So setq the outer binding if it changed? Note that people also might expect

(pcase l (`(,a . ,b) (setq b a)))

to modify l...

> >> The design of `pcase` assumes you want to optimize away the tests that
> >> are common to the various patterns.  That can't be done with dynamic
> >> patterns.
> > Or it's a bit more difficult, at least...
> I think it's more than "a bit more difficult", because deciding how to
> optimize the tests will almost always take significantly more time than
> just doing the tests.  So in order to do it dynamically and be useful,
> you still need to have 2 stages, where you optimize at one stage and
> then use the result several times later (to recoup the cost of the
> optimization).

Wait, I think there was a misunderstanding here. I don't mean that the
pcase pattern should depend structurally on let-bound variables
appearing in it. That does sound impossible to me (except with dynamic
scoping).

> > The difficult part, in fact, is deciding that we want the arglist to
> > be part of the exposed function API: given an "arglist" function, the
> > rest of the implementation seems unproblematic,
>
> We have `help-function-arglist`, so it's not that hard.
> But it's not guaranteed to work.

Oh, thanks for pointing that out. It's not very good, though, is it?

> > though some workarounds for lexical binding are required (if nothing
> > else, this is an interesting exercise in how painful lexical binding
> > can be to work with).
>
> It's more of a philosophical issue.

Deciding whether to expose arglists for functions is, yes. That's what
I said above.

> Lexical scoping fundamentally means
> that variables don't have names: (lambda (x) x) and (lambda (y) y)
> should be indistinguishable (that's what α-renaming says, anyway).

But they're not. (equal (lambda (x) x) (lambda (y) y)) returns nil. I
don't see why pcase-call should be in the "funcall" category of being
unable to distinguish the two, rather than in the "equal" category of
being able to.

> >> So it's more like my option of returning nil, except it would return
> >> the value of a surrounding `name` variable?  That could be done, but I'm
> >> not convinced it'd be more often useful.
> >
> > I started out with a fairly explicit practical problem: parsing GCC
> > machine descriptions, which are (essentially) sexps but have made the
> > mistake of having "optional" non-final parts, and I think it would be
> > great to express that in a pcase pattern, both for the obvious reasons
> > of legibility and for some non-obvious reasons of my own.

==*==

§ **TASK TO CARRY OUT**
Extract, word for word, the stretch of the pcase discussion that begins with the words containing "Wait, I think" and ends with "guaranteed to work.".

§ **DATASET EXCERPTS**
==*==

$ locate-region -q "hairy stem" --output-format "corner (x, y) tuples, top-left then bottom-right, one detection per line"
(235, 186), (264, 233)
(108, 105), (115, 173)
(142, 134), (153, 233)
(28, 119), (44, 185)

==*==

§ **RESPONSE FOR THIS EXERCISE**
Wait, I think there was a misunderstanding here. I don't mean that the
pcase pattern should depend structurally on let-bound variables
appearing in it. That does sound impossible to me (except with dynamic
scoping).

> > The difficult part, in fact, is deciding that we want the arglist to
> > be part of the exposed function API: given an "arglist" function, the
> > rest of the implementation seems unproblematic,
>
> We have `help-function-arglist`, so it's not that hard.
> But it's not guaranteed to work.